# Start of INPUT
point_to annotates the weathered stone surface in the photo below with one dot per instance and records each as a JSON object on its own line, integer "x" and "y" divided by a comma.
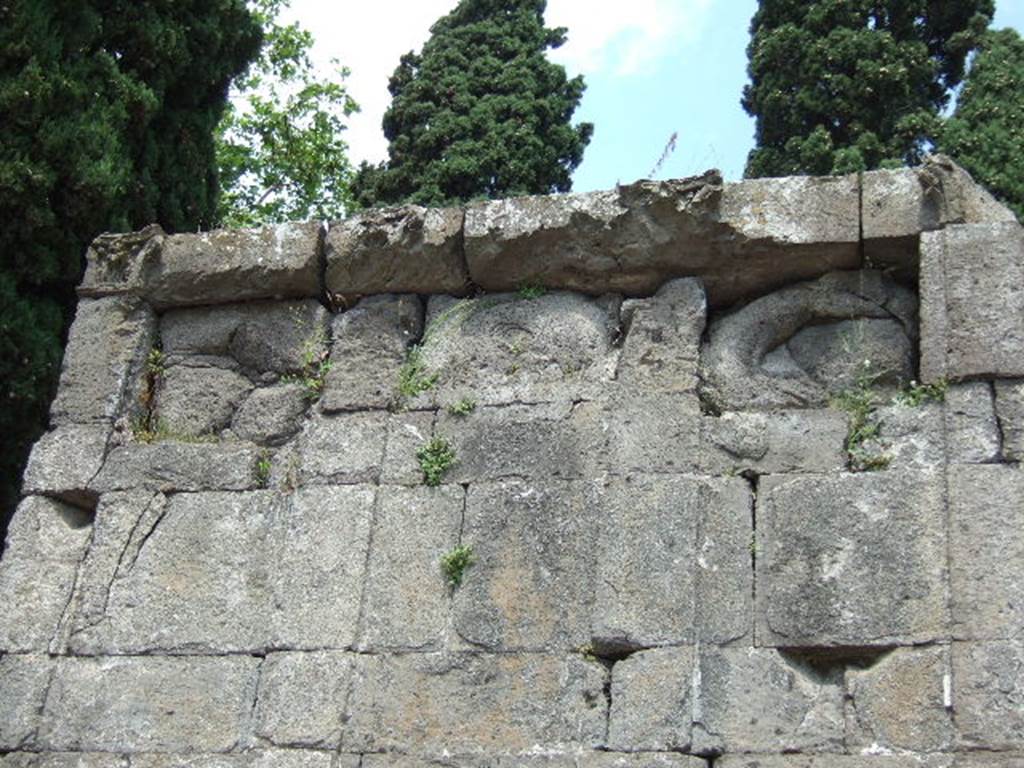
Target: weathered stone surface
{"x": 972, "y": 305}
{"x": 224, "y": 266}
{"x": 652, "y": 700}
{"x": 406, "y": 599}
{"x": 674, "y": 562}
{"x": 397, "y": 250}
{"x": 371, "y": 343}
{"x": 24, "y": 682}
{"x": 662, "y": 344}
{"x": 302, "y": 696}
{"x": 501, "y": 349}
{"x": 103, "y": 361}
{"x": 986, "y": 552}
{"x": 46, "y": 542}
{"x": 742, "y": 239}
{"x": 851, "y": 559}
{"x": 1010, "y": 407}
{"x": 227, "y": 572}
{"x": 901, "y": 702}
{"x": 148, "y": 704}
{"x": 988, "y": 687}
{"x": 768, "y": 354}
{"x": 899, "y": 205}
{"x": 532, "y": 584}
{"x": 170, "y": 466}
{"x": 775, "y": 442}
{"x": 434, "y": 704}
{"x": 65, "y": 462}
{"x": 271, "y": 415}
# End of INPUT
# Start of INPUT
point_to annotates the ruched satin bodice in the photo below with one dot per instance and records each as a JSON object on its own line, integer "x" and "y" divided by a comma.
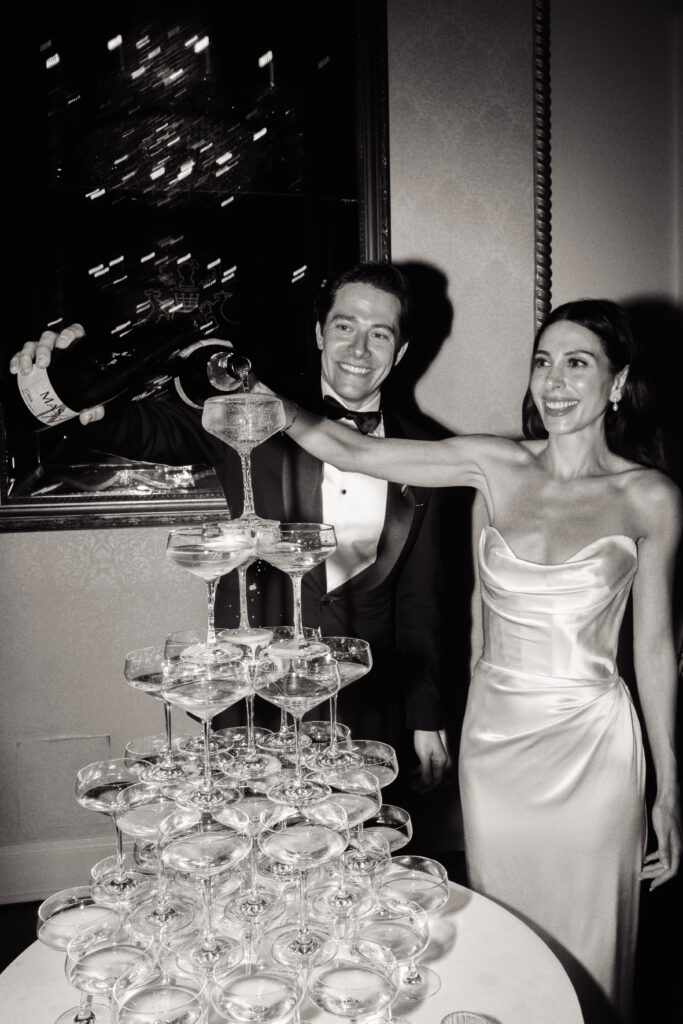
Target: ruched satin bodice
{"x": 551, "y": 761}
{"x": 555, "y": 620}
# End of INPUT
# Start of INPUT
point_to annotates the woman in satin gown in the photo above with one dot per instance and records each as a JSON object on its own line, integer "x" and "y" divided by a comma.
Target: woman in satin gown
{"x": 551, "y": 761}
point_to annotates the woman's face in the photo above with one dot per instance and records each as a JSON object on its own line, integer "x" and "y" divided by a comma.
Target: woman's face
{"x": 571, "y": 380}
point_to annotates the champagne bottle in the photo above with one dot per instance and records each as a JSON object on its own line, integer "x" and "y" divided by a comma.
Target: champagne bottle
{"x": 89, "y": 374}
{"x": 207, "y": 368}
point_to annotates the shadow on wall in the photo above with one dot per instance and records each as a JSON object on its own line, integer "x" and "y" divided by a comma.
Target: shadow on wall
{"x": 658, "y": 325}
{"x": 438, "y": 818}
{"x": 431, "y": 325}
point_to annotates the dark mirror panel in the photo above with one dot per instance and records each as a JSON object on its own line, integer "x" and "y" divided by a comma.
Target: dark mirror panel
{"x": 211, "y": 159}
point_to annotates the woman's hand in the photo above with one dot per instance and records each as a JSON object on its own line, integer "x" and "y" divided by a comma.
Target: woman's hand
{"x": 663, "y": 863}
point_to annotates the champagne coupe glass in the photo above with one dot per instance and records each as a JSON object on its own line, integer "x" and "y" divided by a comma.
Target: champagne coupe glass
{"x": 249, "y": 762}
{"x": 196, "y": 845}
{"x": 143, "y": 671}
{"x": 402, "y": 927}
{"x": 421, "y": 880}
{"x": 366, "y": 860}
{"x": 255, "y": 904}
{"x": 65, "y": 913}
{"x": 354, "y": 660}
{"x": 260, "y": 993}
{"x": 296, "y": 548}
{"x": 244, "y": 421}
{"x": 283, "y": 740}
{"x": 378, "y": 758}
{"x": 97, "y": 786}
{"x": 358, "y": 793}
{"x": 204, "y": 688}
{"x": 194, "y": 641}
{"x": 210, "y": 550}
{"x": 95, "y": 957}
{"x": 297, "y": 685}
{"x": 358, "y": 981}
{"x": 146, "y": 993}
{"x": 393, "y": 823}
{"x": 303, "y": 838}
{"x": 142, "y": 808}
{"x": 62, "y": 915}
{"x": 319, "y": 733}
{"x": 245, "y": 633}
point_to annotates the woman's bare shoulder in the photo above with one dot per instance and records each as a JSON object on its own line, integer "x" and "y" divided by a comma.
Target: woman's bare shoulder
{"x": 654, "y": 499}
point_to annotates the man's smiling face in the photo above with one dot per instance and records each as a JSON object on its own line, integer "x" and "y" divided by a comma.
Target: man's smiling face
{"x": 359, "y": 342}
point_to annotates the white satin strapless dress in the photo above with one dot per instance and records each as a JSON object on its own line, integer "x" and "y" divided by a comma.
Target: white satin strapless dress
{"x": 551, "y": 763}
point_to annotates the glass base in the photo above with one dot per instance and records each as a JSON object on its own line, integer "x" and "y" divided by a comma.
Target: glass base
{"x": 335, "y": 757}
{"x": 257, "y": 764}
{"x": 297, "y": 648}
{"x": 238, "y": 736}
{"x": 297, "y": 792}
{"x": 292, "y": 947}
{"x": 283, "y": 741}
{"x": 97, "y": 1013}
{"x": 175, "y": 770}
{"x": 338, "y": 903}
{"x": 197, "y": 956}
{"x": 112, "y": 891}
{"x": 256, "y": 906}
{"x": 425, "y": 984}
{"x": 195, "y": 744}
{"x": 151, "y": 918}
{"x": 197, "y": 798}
# End of INPUT
WORK REQUIRED:
Return every line of the material above that contains the word "shoulder", treating uppercase and lowercase letters as distinct.

WRITTEN RESPONSE:
point_to annotates the woman's bare shoulder in the photo above with one dot per instance and records each as a JSON object on its own line, integer "x" and "y" divided by a comma.
Target: woman's bare shoulder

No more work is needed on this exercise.